Written instruction>
Extract each line of the items below that contains the string "wooden". The match is case-sensitive.

Source records>
++++++++++++++++++++

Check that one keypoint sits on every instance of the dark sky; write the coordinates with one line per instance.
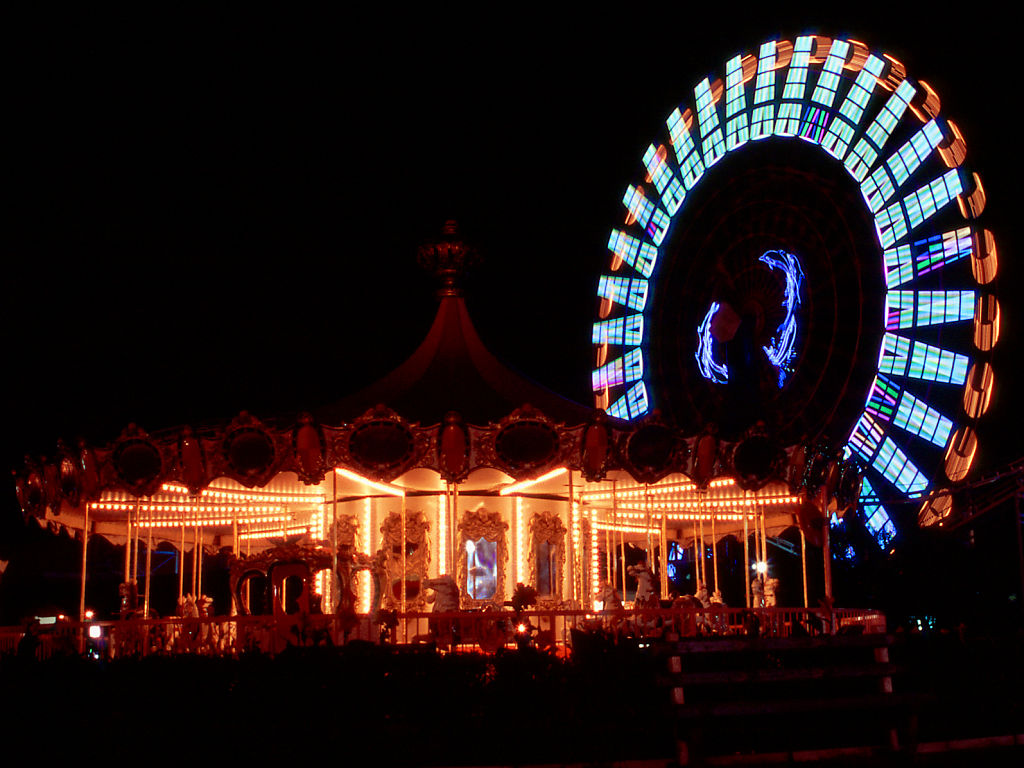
(213, 214)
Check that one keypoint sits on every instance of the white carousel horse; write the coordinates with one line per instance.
(645, 582)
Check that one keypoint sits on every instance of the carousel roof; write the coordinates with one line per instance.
(453, 370)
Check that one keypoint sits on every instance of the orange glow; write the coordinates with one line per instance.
(660, 156)
(984, 261)
(961, 454)
(517, 486)
(986, 323)
(783, 54)
(384, 487)
(925, 103)
(750, 65)
(858, 56)
(972, 205)
(630, 219)
(978, 391)
(952, 150)
(821, 46)
(895, 75)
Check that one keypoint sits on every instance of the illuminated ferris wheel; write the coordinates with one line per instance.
(801, 247)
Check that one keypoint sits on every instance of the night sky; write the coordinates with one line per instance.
(212, 214)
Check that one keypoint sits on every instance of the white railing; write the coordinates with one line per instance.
(465, 630)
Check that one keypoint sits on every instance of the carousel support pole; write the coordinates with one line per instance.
(696, 560)
(148, 572)
(128, 547)
(81, 594)
(622, 542)
(646, 500)
(826, 553)
(764, 542)
(181, 565)
(714, 550)
(199, 561)
(573, 569)
(704, 552)
(665, 554)
(453, 532)
(803, 564)
(747, 553)
(235, 551)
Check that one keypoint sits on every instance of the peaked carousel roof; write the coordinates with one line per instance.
(452, 408)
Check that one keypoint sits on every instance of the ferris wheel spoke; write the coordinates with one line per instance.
(885, 131)
(888, 401)
(915, 359)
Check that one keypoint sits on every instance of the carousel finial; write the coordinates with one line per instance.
(448, 257)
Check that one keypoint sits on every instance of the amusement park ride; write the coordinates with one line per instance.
(795, 322)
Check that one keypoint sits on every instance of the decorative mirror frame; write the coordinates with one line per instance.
(418, 532)
(547, 526)
(482, 524)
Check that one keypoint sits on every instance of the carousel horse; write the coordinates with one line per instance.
(701, 594)
(645, 581)
(758, 593)
(608, 597)
(686, 620)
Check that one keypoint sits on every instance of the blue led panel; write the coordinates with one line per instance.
(902, 356)
(763, 116)
(897, 467)
(670, 187)
(626, 331)
(690, 163)
(919, 418)
(736, 129)
(845, 123)
(877, 519)
(923, 204)
(899, 265)
(824, 90)
(939, 307)
(866, 436)
(890, 224)
(882, 400)
(909, 157)
(919, 308)
(935, 364)
(621, 371)
(628, 292)
(858, 163)
(631, 404)
(711, 132)
(653, 220)
(888, 401)
(641, 256)
(935, 252)
(787, 123)
(904, 263)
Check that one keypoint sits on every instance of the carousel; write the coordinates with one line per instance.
(389, 510)
(806, 330)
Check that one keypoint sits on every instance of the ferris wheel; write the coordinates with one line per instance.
(801, 246)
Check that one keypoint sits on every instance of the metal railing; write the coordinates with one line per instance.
(485, 630)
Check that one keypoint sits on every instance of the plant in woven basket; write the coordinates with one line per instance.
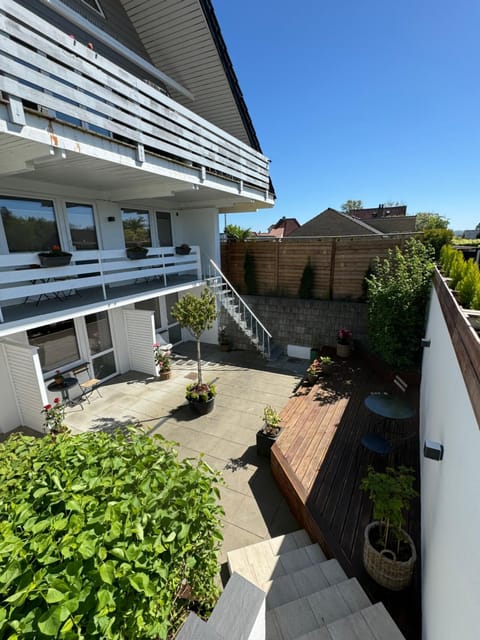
(391, 493)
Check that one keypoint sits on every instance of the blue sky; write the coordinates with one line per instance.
(361, 99)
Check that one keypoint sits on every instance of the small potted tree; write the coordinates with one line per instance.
(270, 431)
(196, 315)
(389, 553)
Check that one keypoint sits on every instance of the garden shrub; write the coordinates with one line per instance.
(102, 536)
(398, 290)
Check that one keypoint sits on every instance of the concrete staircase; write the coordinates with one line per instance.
(308, 596)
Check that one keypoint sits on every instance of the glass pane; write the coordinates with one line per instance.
(82, 226)
(172, 298)
(164, 229)
(104, 365)
(151, 305)
(29, 224)
(57, 344)
(98, 331)
(136, 227)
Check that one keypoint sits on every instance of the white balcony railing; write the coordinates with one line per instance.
(45, 69)
(22, 279)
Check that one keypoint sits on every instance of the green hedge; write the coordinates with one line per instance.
(103, 536)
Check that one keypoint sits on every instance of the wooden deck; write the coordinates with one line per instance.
(318, 463)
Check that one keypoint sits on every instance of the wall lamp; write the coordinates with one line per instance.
(432, 450)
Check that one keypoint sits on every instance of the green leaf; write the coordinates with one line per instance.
(107, 572)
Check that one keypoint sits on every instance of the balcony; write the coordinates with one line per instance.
(60, 100)
(95, 280)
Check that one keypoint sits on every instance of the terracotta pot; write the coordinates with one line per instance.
(343, 350)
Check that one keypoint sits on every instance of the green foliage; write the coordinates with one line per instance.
(398, 291)
(390, 493)
(469, 286)
(426, 220)
(99, 533)
(236, 233)
(306, 283)
(196, 315)
(437, 238)
(250, 274)
(351, 204)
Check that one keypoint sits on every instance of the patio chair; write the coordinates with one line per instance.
(85, 381)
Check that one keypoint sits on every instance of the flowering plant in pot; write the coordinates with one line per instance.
(54, 257)
(196, 314)
(269, 432)
(344, 342)
(54, 417)
(389, 553)
(162, 355)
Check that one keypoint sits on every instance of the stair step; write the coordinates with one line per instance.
(259, 566)
(299, 617)
(371, 623)
(303, 583)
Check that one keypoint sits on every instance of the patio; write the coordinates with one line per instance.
(254, 507)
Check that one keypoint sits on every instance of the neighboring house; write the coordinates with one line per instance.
(281, 229)
(121, 124)
(381, 211)
(334, 223)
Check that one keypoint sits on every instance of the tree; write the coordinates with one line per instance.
(236, 233)
(196, 315)
(398, 291)
(427, 220)
(351, 204)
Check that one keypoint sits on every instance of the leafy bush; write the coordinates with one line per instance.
(101, 535)
(398, 291)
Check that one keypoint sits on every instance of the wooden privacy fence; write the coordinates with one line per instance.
(339, 264)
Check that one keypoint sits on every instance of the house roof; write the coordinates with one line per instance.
(184, 41)
(333, 223)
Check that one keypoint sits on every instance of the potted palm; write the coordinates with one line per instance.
(196, 315)
(270, 431)
(344, 343)
(389, 553)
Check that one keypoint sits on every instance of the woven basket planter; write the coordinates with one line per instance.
(382, 566)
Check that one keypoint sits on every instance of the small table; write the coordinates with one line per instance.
(64, 388)
(391, 407)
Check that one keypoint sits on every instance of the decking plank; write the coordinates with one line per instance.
(319, 463)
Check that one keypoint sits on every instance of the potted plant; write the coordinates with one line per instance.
(161, 354)
(54, 416)
(183, 250)
(389, 553)
(55, 257)
(344, 343)
(137, 252)
(312, 372)
(196, 315)
(270, 431)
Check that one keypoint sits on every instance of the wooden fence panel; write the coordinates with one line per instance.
(339, 264)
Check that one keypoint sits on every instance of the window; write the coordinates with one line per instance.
(136, 227)
(82, 226)
(29, 225)
(95, 5)
(57, 344)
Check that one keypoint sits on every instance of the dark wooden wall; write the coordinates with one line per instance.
(339, 264)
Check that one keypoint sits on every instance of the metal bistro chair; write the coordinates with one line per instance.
(85, 381)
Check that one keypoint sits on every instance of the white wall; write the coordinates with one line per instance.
(450, 493)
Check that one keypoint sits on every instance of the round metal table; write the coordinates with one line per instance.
(391, 407)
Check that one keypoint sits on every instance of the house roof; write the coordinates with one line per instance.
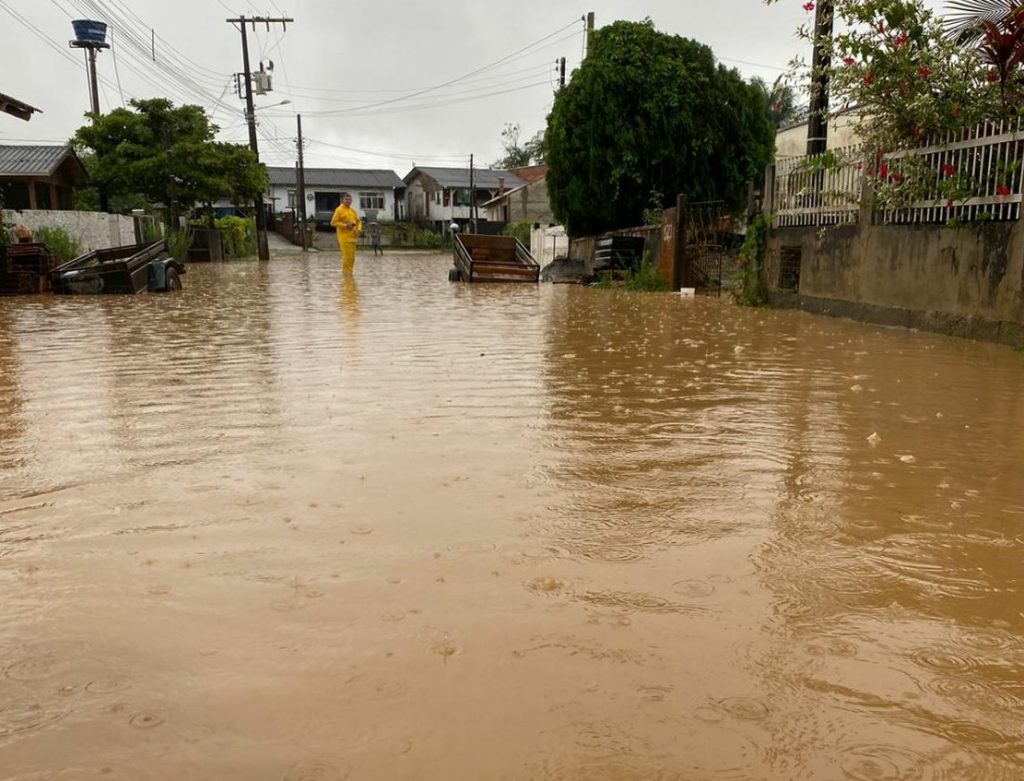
(38, 161)
(484, 178)
(506, 194)
(531, 173)
(337, 177)
(16, 107)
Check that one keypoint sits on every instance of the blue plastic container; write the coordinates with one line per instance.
(87, 31)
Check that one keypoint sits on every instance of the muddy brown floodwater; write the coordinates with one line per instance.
(278, 528)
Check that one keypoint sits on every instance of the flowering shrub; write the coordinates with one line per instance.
(910, 84)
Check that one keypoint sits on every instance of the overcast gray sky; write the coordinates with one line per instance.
(366, 76)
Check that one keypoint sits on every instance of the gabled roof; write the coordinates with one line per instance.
(337, 177)
(531, 173)
(484, 178)
(506, 194)
(38, 161)
(16, 107)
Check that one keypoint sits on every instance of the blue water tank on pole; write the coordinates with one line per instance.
(89, 33)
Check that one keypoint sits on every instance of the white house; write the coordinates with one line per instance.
(526, 203)
(442, 196)
(376, 193)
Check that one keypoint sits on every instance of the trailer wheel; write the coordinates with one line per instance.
(173, 279)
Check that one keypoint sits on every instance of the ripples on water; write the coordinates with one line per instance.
(580, 533)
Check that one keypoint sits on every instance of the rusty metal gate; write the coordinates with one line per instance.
(704, 226)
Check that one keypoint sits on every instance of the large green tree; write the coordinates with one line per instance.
(168, 155)
(648, 114)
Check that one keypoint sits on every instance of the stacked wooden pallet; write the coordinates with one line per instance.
(25, 269)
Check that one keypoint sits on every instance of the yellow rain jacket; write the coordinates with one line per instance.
(343, 217)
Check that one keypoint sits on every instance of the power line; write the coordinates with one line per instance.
(425, 106)
(117, 73)
(464, 76)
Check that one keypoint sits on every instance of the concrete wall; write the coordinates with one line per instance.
(546, 244)
(94, 230)
(965, 281)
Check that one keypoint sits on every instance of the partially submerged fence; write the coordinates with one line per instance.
(973, 176)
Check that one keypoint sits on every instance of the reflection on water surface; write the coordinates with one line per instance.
(282, 527)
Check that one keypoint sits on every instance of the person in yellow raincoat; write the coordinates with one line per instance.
(348, 226)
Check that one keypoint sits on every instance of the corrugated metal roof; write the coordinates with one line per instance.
(31, 160)
(337, 177)
(484, 178)
(17, 107)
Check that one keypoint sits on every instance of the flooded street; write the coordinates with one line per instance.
(279, 528)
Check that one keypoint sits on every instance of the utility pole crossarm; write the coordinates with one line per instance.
(261, 241)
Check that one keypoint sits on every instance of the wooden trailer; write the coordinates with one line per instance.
(493, 259)
(120, 269)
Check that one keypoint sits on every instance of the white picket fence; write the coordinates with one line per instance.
(986, 164)
(806, 193)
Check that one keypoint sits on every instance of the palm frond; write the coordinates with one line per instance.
(964, 18)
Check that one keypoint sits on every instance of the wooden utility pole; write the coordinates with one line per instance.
(817, 121)
(301, 190)
(472, 196)
(263, 248)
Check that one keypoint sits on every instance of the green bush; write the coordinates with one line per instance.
(752, 291)
(428, 240)
(240, 236)
(60, 244)
(151, 231)
(645, 278)
(520, 230)
(178, 243)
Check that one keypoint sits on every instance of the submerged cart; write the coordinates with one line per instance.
(120, 269)
(493, 259)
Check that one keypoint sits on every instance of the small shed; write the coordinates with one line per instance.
(40, 177)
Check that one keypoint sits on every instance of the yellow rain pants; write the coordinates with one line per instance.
(347, 225)
(347, 256)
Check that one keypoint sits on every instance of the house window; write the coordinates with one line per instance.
(14, 194)
(371, 201)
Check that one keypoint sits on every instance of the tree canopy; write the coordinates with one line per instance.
(168, 155)
(648, 114)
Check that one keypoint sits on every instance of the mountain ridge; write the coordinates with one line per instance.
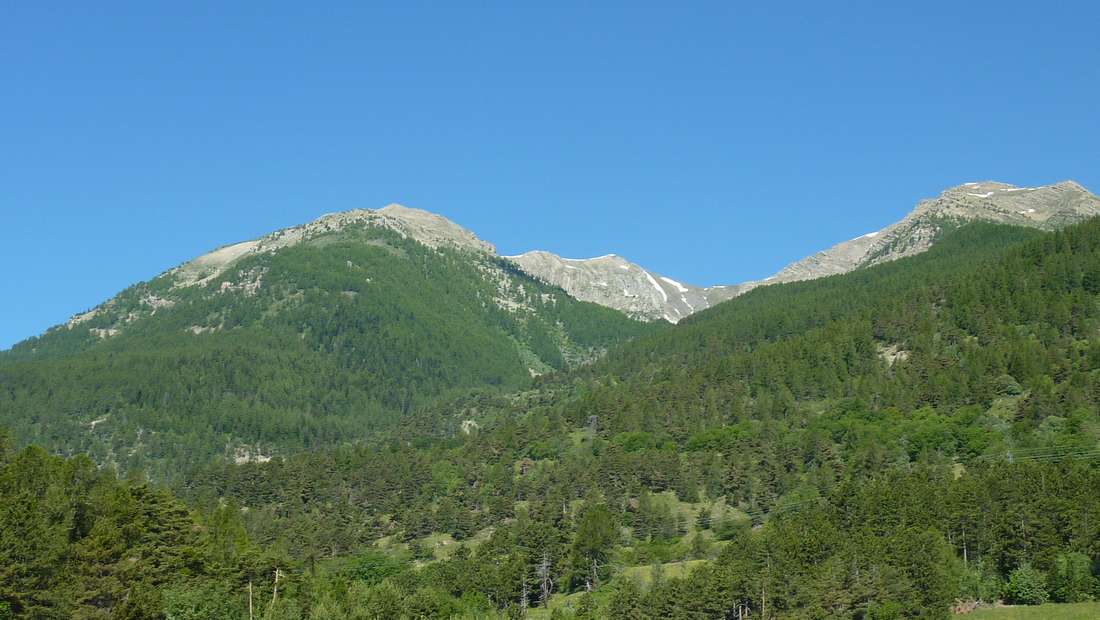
(1045, 208)
(614, 281)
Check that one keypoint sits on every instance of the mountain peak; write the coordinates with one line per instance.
(424, 227)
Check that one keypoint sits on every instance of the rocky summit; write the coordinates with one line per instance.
(616, 283)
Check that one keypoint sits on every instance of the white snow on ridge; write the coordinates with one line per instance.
(679, 286)
(664, 296)
(586, 259)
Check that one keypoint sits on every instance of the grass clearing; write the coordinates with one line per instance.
(1052, 611)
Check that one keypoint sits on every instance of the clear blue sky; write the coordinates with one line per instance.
(713, 142)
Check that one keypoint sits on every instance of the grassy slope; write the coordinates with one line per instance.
(1071, 611)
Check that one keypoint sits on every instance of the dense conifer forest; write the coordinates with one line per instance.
(887, 443)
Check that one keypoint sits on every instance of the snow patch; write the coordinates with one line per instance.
(664, 296)
(679, 286)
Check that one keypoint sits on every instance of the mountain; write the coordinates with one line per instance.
(881, 443)
(312, 335)
(877, 443)
(614, 281)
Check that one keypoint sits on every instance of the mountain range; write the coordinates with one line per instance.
(616, 283)
(612, 280)
(375, 416)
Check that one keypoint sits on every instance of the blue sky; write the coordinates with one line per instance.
(712, 142)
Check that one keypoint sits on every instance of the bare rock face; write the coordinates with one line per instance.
(616, 283)
(429, 229)
(1047, 208)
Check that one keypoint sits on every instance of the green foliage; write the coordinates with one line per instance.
(314, 345)
(1026, 586)
(1071, 579)
(373, 566)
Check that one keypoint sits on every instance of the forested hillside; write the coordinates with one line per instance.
(315, 344)
(868, 412)
(880, 444)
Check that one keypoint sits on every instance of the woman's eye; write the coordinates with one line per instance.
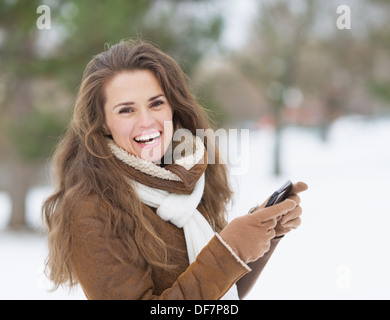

++++++++++++++++++++

Written response>
Check that one keypoint sits on every instance of the wooden deck; write the coordinates with one line per instance.
Check that one keypoint sits on every instance of the wooden privacy fence; write the coordinates with one line per instance.
Check that one keypoint sits on every instance of the wooden fence panel; write the coordinates with one line per instance.
Check that one keypoint sits on every instance of the dark wooden wall; write the coordinates with one line per instance.
Check that one keypoint sits on every instance of the stacked wooden pallet; write the coordinates with one line per instance.
Check that one keypoint sits on every instance of the wooden trailer; write the coordinates with one line per instance.
Check that one keypoint sits on every instance of the wooden utility pole; write the coordinates with one line per instance.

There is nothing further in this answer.